> [Passage to read]:
:::

CRUSH MANAGEMENT, kissing lessons, post make-out maintenance, how-to tips on getting backstage to meet your favorite Backstreet Boy. This is the stuff of girls’ magazines—those glossy, cryptic bibles of teenagedom girls thumb through at the newsstand in U Village before they blow some of their parents’ money at Abercrombie and Fitch. The cover of the current “Fall Preview” issue of Seventeen plugs a quiz, “What’s He After?” while Cosmo Girl boasts a full page of stickers from Texas Rangers (yet another “Western” starring a bunch of boy idols loping around on horses with fake dirt smeared on their whiskerless faces).
I did a careful reading of the fall issues of the following publications: Cosmo Girl, Jump, Seventeen, and YM (Young and Modern.) The conclusion I came to was this: The boy-crazy American Girl is alive and well. She’s never felt better. Despite the past 30 years of gender interrogation, sexual revolutions, and various incarnations of riot grrrls, the boy is still the thing, and not to have one is to live in a terrifying loneliness. Girls need boys, boys are the be-all and end-all, and mind-numbing boy craziness is a natural state.

:::

> [Given data]:
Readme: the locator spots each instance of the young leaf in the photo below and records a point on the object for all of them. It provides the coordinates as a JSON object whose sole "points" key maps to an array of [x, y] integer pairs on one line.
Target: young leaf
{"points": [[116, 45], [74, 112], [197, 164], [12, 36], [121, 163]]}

:::

> [Objectives]:
1. In the passage on girls' magazines, which four publications did the writer read the fall issues of?
2. Please reproduce word for word a stretch of the passage on girls' magazines, beginning at the words "I did a careful" and stopping after "a natural state.".

> [Answer list]:
1. Cosmo Girl, Jump, Seventeen, and YM (Young and Modern).

2.
I did a careful reading of the fall issues of the following publications: Cosmo Girl, Jump, Seventeen, and YM (Young and Modern.) The conclusion I came to was this: The boy-crazy American Girl is alive and well. She’s never felt better. Despite the past 30 years of gender interrogation, sexual revolutions, and various incarnations of riot grrrls, the boy is still the thing, and not to have one is to live in a terrifying loneliness. Girls need boys, boys are the be-all and end-all, and mind-numbing boy craziness is a natural state.